Activity: Return the part of the machine learning passage from "Similarly, the machine" to "to learn from.", copied word for word.

Exercise passage:
The complexity of creating accurate, useful rewards has limited the use of reinforcement learning, but Microsoft has been using a specific form of reinforcement learning called contextual bandits (based on the concept of a multi-armed slot machine) to significantly improve click-through rates on MSN. That system is now available as the Microsoft Custom Decision Service API. Microsoft is also using a reinforcement learning system in a pilot where customer service chatbots monitor how useful their automated responses are and offer to hand you off to a real person if the information isn’t what you need; the human agent also scores the bot to help it improve.
Combining machine learning algorithms for best results
Often, it takes more than one machine learning method to get the best result; ensemble learning systems use multiple machine learning techniques in combination. For example, the DeepMind system that beat expert human players at Go uses not only reinforcement learning but also supervised deep learning to learn from thousands of recorded Go matches between human players. That combination is sometimes known as semi-supervised learning.
Similarly, the machine learning system that Microsoft Kinect uses to recognize human movements was built with a combination of a discriminative system — to build that Microsoft rented a Hollywood motion-capture suite, extracted the position of the skeleton and labelled the individual body parts to classify which of the various known postures it was in — and a generative system, which used a model of the characteristics of each posture to synthesize thousands more images to give the system a large enough data set to learn from.

Source material:

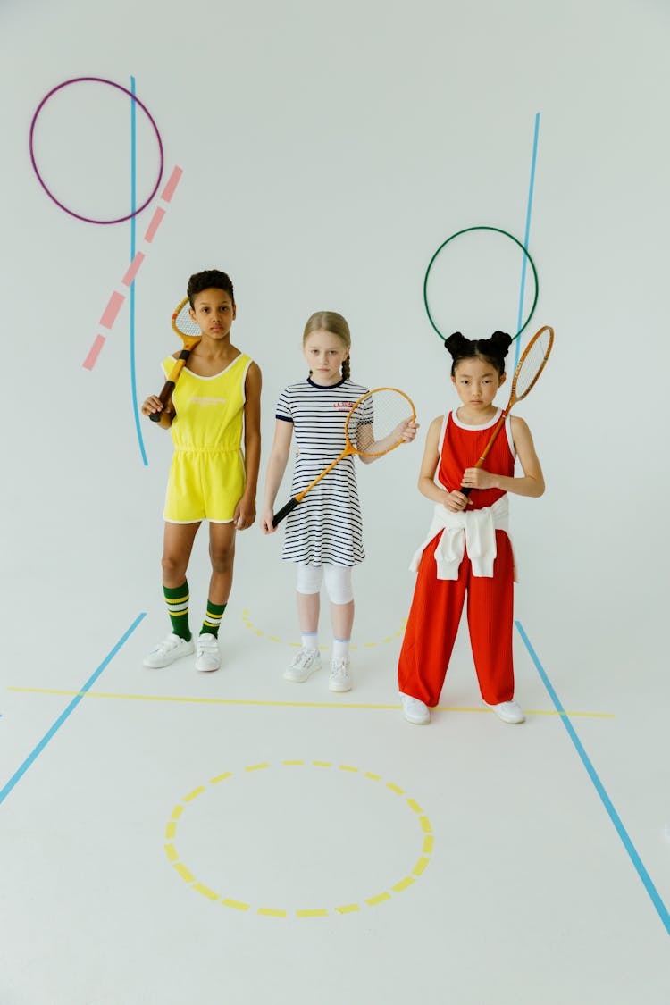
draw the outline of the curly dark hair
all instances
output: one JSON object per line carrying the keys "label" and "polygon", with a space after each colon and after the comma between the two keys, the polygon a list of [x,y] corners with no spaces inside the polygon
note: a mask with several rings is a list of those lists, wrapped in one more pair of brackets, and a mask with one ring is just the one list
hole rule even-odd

Exercise solution:
Similarly, the machine learning system that Microsoft Kinect uses to recognize human movements was built with a combination of a discriminative system — to build that Microsoft rented a Hollywood motion-capture suite, extracted the position of the skeleton and labelled the individual body parts to classify which of the various known postures it was in — and a generative system, which used a model of the characteristics of each posture to synthesize thousands more images to give the system a large enough data set to learn from.